> [What you should do]:
After finding the line with "Reviewer check: make sure each instance of the navy" in the data below, set down exactly each line through the one with "Reviewer check: make sure each instance of the man in orange", inclusive, and stop there.

> [Source information]:
⁂
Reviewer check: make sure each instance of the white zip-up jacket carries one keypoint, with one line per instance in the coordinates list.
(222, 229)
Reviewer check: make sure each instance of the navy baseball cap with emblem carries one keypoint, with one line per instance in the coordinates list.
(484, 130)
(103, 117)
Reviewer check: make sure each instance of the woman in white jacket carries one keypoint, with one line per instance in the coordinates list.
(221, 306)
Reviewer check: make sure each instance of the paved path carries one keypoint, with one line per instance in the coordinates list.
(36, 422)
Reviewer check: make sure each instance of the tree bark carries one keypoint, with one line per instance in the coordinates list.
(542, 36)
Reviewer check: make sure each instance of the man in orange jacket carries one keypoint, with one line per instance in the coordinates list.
⁂
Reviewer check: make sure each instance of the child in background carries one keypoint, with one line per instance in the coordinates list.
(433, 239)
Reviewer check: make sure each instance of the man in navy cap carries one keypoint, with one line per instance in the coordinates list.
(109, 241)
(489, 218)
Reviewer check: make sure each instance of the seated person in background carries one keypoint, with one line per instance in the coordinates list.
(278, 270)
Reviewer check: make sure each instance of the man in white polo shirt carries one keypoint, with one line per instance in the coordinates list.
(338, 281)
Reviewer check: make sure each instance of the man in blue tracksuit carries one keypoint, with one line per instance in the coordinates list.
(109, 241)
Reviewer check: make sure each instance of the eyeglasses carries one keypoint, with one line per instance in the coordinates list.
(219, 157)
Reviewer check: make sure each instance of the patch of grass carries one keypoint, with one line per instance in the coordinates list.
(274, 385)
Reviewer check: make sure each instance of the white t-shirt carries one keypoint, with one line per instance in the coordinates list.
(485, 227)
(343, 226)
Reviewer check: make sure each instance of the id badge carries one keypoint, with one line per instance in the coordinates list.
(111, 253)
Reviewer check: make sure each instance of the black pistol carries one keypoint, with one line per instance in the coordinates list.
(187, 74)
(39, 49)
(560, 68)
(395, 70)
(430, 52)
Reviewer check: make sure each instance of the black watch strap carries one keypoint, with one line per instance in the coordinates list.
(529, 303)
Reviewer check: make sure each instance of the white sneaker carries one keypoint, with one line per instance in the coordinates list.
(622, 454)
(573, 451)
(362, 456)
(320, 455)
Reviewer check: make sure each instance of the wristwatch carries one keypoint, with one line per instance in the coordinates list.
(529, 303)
⁂
> [Result of the exercise]:
Reviewer check: make sure each instance of the navy baseball cap with emblem carries one keypoint, with one line per instance in the coordinates list.
(484, 130)
(103, 117)
Reviewer check: make sure each instance of the woman in white jacket carries one keypoint, with one line per instance in the coordinates list.
(221, 306)
Reviewer check: make sure each instance of the paved path carries one keypoint, with one line per instance in the coordinates list.
(36, 422)
Reviewer check: make sure each instance of the tree bark carries one keypoint, with one line per instance in the coordinates list.
(542, 36)
Reviewer check: make sure each instance of the man in orange jacket carries one keypoint, with one line per instance in the coordinates list.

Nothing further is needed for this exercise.